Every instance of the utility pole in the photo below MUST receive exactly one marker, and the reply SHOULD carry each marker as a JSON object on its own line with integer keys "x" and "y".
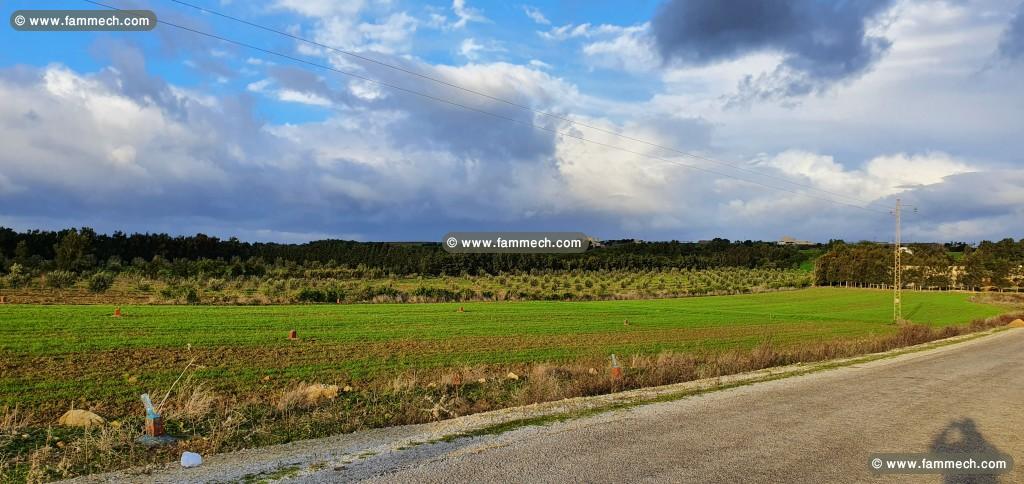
{"x": 897, "y": 270}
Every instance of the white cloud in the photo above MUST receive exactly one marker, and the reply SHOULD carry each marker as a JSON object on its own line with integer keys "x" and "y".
{"x": 465, "y": 13}
{"x": 630, "y": 49}
{"x": 322, "y": 8}
{"x": 291, "y": 95}
{"x": 536, "y": 14}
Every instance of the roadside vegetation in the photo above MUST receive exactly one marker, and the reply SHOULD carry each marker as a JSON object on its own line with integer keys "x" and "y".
{"x": 360, "y": 365}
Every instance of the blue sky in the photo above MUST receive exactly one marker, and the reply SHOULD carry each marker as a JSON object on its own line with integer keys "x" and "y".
{"x": 858, "y": 102}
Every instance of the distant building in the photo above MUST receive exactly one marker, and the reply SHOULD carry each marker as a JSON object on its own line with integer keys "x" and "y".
{"x": 787, "y": 240}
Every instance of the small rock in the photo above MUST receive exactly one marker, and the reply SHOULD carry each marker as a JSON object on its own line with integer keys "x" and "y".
{"x": 190, "y": 459}
{"x": 80, "y": 419}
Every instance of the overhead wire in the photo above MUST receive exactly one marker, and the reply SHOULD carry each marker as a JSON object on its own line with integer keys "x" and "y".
{"x": 483, "y": 112}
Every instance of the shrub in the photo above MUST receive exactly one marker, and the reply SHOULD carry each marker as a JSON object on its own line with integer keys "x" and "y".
{"x": 192, "y": 296}
{"x": 60, "y": 279}
{"x": 100, "y": 281}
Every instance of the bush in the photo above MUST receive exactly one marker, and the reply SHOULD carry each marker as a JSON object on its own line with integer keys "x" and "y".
{"x": 60, "y": 279}
{"x": 192, "y": 296}
{"x": 100, "y": 281}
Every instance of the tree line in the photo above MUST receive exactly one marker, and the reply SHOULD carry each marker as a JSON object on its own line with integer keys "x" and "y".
{"x": 83, "y": 251}
{"x": 954, "y": 265}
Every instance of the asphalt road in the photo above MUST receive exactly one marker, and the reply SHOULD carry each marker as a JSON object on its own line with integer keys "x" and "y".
{"x": 815, "y": 428}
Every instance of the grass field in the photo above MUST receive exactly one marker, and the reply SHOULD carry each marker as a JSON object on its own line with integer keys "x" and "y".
{"x": 53, "y": 355}
{"x": 406, "y": 362}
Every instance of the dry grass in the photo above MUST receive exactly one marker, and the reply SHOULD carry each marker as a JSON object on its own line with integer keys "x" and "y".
{"x": 12, "y": 420}
{"x": 218, "y": 424}
{"x": 305, "y": 395}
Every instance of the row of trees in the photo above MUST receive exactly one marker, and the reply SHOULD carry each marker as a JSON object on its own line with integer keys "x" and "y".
{"x": 84, "y": 251}
{"x": 990, "y": 264}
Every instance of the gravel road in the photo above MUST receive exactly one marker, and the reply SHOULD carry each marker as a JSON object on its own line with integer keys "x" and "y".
{"x": 816, "y": 428}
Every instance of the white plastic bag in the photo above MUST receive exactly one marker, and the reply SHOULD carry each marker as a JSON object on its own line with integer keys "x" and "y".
{"x": 190, "y": 459}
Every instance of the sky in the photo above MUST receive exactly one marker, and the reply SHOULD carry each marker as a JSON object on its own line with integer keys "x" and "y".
{"x": 657, "y": 120}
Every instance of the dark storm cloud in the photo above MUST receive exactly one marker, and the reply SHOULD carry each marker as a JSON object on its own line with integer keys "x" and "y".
{"x": 822, "y": 41}
{"x": 1012, "y": 44}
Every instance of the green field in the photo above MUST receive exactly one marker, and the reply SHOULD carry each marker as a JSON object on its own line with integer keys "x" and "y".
{"x": 55, "y": 355}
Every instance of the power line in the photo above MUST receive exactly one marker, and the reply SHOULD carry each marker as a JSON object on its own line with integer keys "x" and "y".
{"x": 482, "y": 112}
{"x": 511, "y": 102}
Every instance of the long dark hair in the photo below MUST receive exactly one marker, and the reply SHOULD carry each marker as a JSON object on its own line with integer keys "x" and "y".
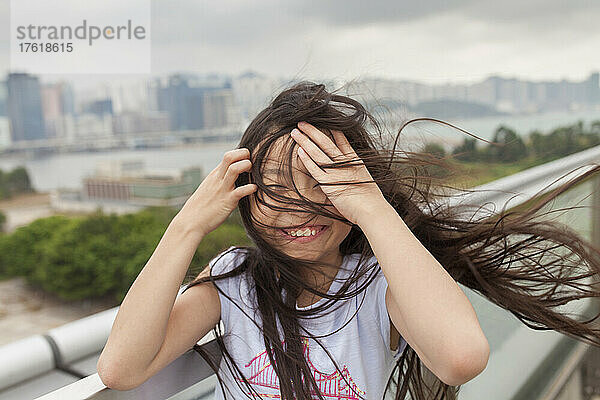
{"x": 515, "y": 258}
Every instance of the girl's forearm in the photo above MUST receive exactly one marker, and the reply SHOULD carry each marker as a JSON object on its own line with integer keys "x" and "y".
{"x": 434, "y": 309}
{"x": 140, "y": 325}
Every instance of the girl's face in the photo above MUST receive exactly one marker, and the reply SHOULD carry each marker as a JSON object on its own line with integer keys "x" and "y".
{"x": 325, "y": 234}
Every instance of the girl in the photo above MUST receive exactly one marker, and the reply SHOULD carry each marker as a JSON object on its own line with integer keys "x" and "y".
{"x": 350, "y": 284}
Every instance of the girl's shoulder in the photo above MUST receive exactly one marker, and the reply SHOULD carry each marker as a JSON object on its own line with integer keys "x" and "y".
{"x": 227, "y": 260}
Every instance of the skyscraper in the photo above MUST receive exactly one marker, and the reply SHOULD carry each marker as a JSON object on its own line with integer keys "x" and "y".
{"x": 25, "y": 107}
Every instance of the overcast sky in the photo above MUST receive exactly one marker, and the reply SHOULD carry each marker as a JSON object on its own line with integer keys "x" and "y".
{"x": 429, "y": 41}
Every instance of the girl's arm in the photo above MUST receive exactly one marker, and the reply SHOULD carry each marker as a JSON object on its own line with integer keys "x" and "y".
{"x": 425, "y": 304}
{"x": 149, "y": 330}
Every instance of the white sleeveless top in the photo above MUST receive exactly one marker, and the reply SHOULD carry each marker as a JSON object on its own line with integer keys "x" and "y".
{"x": 361, "y": 348}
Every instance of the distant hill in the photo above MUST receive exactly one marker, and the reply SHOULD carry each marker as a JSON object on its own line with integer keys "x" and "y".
{"x": 453, "y": 109}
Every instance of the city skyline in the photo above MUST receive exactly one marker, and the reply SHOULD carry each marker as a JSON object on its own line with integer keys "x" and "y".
{"x": 536, "y": 41}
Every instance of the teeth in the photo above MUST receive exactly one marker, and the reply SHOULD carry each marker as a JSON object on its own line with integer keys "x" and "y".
{"x": 306, "y": 232}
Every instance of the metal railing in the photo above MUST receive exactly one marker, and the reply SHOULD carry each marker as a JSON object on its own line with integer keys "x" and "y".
{"x": 512, "y": 343}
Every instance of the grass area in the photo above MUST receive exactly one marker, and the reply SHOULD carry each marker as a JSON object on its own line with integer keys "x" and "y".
{"x": 477, "y": 173}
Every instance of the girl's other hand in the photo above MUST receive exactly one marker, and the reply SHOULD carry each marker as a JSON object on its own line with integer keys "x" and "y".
{"x": 216, "y": 197}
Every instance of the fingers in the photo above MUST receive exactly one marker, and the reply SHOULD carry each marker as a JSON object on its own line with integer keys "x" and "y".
{"x": 322, "y": 140}
{"x": 342, "y": 142}
{"x": 244, "y": 190}
{"x": 310, "y": 165}
{"x": 234, "y": 171}
{"x": 310, "y": 147}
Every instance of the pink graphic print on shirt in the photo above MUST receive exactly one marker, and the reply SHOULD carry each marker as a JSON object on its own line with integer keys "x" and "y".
{"x": 334, "y": 386}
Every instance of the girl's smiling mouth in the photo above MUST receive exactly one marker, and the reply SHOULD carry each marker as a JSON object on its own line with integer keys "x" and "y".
{"x": 304, "y": 234}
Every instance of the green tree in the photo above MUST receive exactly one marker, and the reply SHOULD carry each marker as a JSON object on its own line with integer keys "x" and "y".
{"x": 467, "y": 151}
{"x": 18, "y": 181}
{"x": 510, "y": 147}
{"x": 435, "y": 149}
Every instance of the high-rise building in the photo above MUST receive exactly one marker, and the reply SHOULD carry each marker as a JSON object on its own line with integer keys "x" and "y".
{"x": 194, "y": 103}
{"x": 3, "y": 98}
{"x": 593, "y": 84}
{"x": 25, "y": 107}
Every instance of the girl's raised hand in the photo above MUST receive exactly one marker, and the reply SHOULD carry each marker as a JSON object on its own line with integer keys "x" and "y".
{"x": 352, "y": 200}
{"x": 216, "y": 197}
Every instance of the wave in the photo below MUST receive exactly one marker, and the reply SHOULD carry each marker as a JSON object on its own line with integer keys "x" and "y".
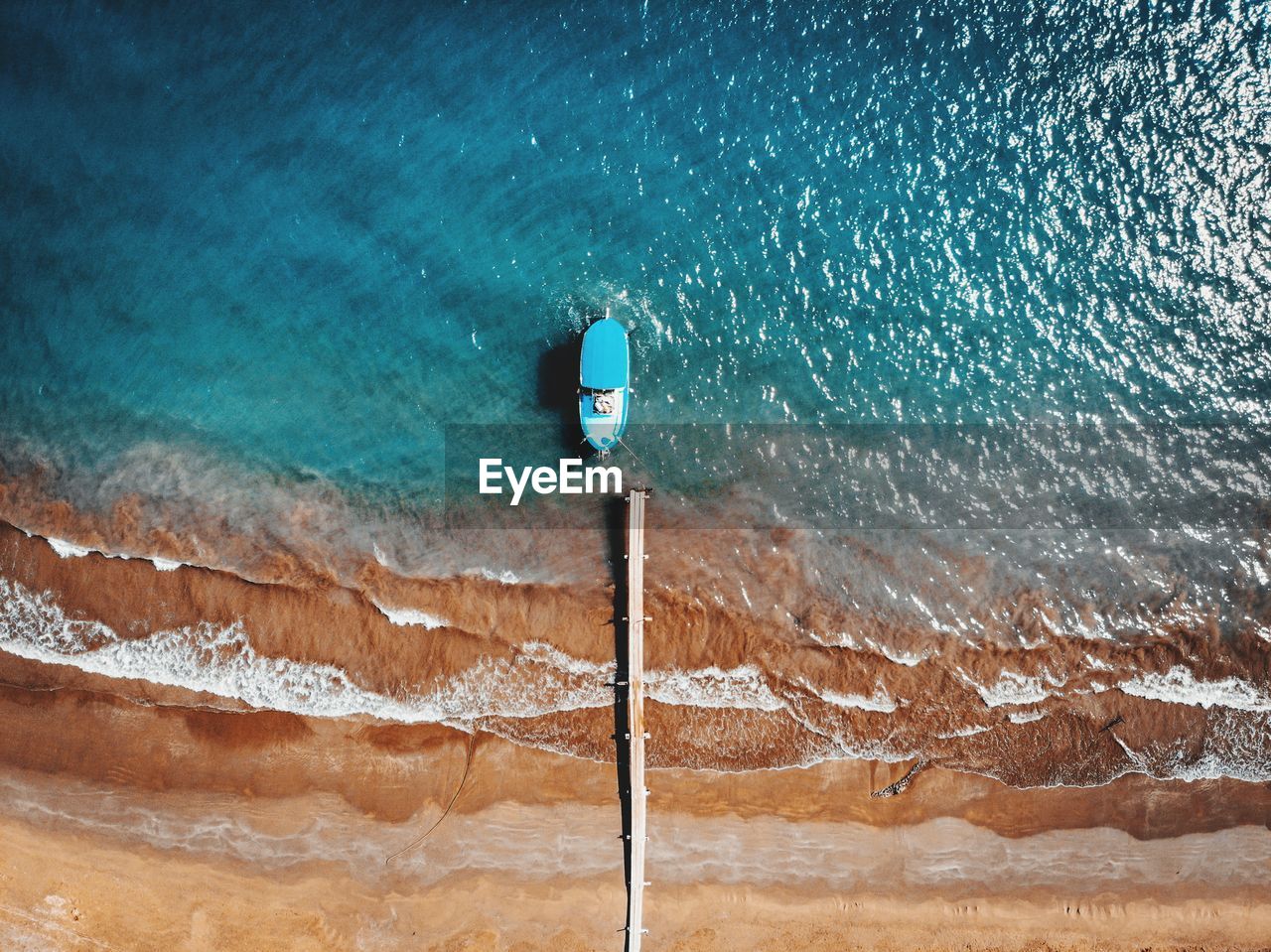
· · · · · · ·
GOAL: Write out exactly the lines from the one that contains "Every instance of the high-rise" through the last line of the data above, both included. Leave every picture out.

RESPONSE TO THIS TASK:
Every instance of the high-rise building in the photo above MUST receive exactly one marker, and the reply SHOULD carry each marker as a JSON object on its own line with integer keys "x" and "y".
{"x": 194, "y": 103}
{"x": 3, "y": 98}
{"x": 593, "y": 84}
{"x": 25, "y": 107}
Every instance of the girl's raised hand in the photo above MUST receive exactly one marker, and the reply SHOULD carry each marker as a JSON object on its own line with integer keys "x" and "y".
{"x": 352, "y": 200}
{"x": 216, "y": 197}
Every instance of the wave in the photo below MUST receive exactly one marker, and the reply SHOULD carry each marker as a JSON object on its own line with integer keys "x" and "y".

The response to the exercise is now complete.